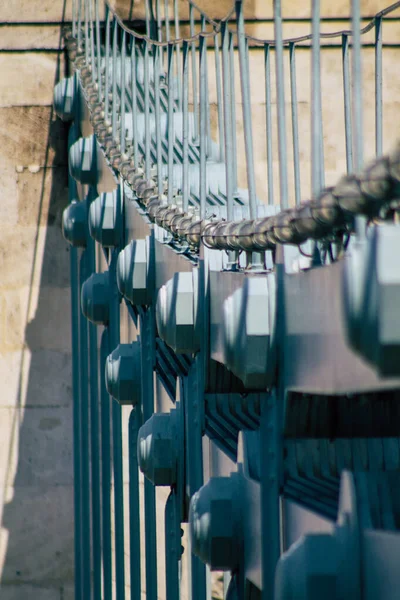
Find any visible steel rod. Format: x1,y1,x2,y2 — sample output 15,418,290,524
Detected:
289,43,301,205
167,44,175,204
109,245,125,600
229,33,238,192
221,23,235,221
311,0,324,196
154,40,163,198
351,0,364,171
143,40,151,181
189,4,200,141
264,44,274,205
120,30,126,154
95,0,103,102
131,36,140,169
100,328,112,600
342,34,353,173
375,17,383,156
79,250,92,599
214,30,225,162
199,36,207,219
104,5,110,122
274,0,289,209
86,190,101,598
182,42,192,213
111,17,118,140
128,406,142,600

● ● ● ● ●

## Exercise objective
Recast all the lines above as a Markdown table with the columns Row and Line, numbering each row and skipping blank lines. Leave the pictures out of the answer.

## Response below
| Row | Line |
|---|---|
| 1 | Find any visible steel rod. Format: x1,y1,x2,y2 — sample output 15,418,290,524 |
| 2 | Detected: |
| 3 | 289,43,301,205 |
| 4 | 167,44,175,204 |
| 5 | 109,245,125,600 |
| 6 | 229,33,238,192 |
| 7 | 221,23,235,221 |
| 8 | 311,0,324,196 |
| 9 | 154,40,163,198 |
| 10 | 351,0,364,171 |
| 11 | 143,40,151,181 |
| 12 | 189,4,200,141 |
| 13 | 264,44,274,205 |
| 14 | 120,30,126,154 |
| 15 | 95,0,103,102 |
| 16 | 131,36,140,169 |
| 17 | 100,328,112,600 |
| 18 | 342,34,353,173 |
| 19 | 375,17,383,156 |
| 20 | 79,250,92,599 |
| 21 | 214,30,225,162 |
| 22 | 199,36,207,219 |
| 23 | 104,5,110,122 |
| 24 | 274,0,289,209 |
| 25 | 86,190,101,598 |
| 26 | 182,42,192,213 |
| 27 | 111,17,118,140 |
| 28 | 128,406,142,600 |